*TEXTABSCHNITT*:
━━━━━━━━

ET 422 ab sofort nur noch mit 100 km/h wegen Softwareproblemen in der PZB – das war die überraschende Nachricht am 8. April. Was genau passiert ist, darüber dringen nur bruchstückhafte Informationen aus dem Verkehrsbetrieb S-Bahn Rhein-Ruhr. Die Sache war auch ein Lehrstück dafür, dass dem Buschfunk manchmal nicht zu trauen ist.

Es geht um die Software der PZB-Anlage EBI Cab 500 PZB von Bombardier, mit der alle Triebwagen der Baureihe 422 ausgerüstet sind. Die ersten Wortmeldungen aus der Gerüchteküche deuteten noch darauf hin, dass es die EBICab mit der Wegmessung nicht so genau nehmen würde, was zu Zwangsbremsungen an Stellen führen würde, an denen man sie nach der Richtlinie 483 nicht zu erwarten hatte. Damit hätte die Anlage zwar gewissermaßen zur berühmten sicheren Seite hin agiert, aber wohl die Spezifikation der PZB 90 verletzt. Naja – besser zu viele als zu wenig Zwangsbremsungen, könnte man sagen. Diese Gerüchte wiesen letztlich aber in die falsche Richtung. Der Problemgegenstand lag woanders:

Am 18. April war dann aus dem Munde eines Betriebskontrolleurs der Bahn in der Zeitung zu lesen, dass der tatsächliche Grund für die Geschwindigkeitsbeschränkung zwei Signalüberfahrungen sein sollten, bei denen sowohl die Beeinflussungen als auch die fälligen Zwangsbremsungen ausgeblieben waren. Eurailpress weiß zu berichten, dass die EBI Cab ein ungeplantes Feature hat: Sie kann während der Fahrt unbemerkt ausfallen. Damit hat die auf den Fahrzeugen vorhandene Ebicab-Software ihre Zulassung verloren. Das ist ein ziemlich ernstes Problem, und die Bahn hat bei Bombardier eine dringliche Lösung angefordert. Dass es gerade Bombardier trifft, ist insoweit nicht verwunderlich, als die betroffene EBI Cab 500 eine verhältnismäßig junge Entwicklung ist. Da die Zeiten vorbei sind, in denen man bei Zugbeeinflussungsanlagen maximal die Wahl zwischen Siemens und Standardelektrik Lorenz hatte, könnten uns ähnliche Softwarefehler angesichts einer Flut von Neuanlagen insbesondere im ETCS-Bereich eventuell künftig häufiger beschäftigen.

━━━━━━━━

*BEREITGESTELLTE ANGABEN*:
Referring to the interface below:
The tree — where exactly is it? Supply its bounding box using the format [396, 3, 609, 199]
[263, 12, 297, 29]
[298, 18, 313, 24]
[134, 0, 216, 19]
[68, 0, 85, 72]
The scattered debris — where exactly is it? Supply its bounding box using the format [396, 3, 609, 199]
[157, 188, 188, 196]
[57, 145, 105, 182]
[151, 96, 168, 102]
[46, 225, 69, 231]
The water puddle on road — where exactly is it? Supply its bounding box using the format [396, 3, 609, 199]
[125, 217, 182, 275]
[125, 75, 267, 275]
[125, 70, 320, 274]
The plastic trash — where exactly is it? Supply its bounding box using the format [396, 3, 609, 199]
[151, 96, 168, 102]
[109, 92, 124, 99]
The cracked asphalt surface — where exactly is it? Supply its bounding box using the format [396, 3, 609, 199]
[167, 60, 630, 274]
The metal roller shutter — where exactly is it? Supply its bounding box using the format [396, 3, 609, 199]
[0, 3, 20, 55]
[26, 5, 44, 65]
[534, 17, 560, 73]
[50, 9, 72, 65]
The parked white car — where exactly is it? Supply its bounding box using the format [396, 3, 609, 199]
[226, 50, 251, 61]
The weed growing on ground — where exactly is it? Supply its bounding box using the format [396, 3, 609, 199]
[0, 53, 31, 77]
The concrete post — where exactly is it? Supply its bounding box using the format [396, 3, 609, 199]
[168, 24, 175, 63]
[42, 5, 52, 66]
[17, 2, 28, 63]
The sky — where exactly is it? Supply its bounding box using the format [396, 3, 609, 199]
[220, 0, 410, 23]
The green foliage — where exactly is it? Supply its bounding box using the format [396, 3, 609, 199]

━━━━━━━━

*AUFGABE 1*:
Mit welcher PZB-Anlage sind laut dem Textabschnitt alle Triebwagen der Baureihe 422 ausgerüstet?
*AUFGABE 2*:
Gib den Textabschnitt ab „ET 422 ab sofort“ bis einschließlich „zu trauen ist.“ wortgetreu aus.

*ANTWORT 1*:
Mit der PZB-Anlage EBI Cab 500 PZB von Bombardier.

*ANTWORT 2*:
ET 422 ab sofort nur noch mit 100 km/h wegen Softwareproblemen in der PZB – das war die überraschende Nachricht am 8. April. Was genau passiert ist, darüber dringen nur bruchstückhafte Informationen aus dem Verkehrsbetrieb S-Bahn Rhein-Ruhr. Die Sache war auch ein Lehrstück dafür, dass dem Buschfunk manchmal nicht zu trauen ist.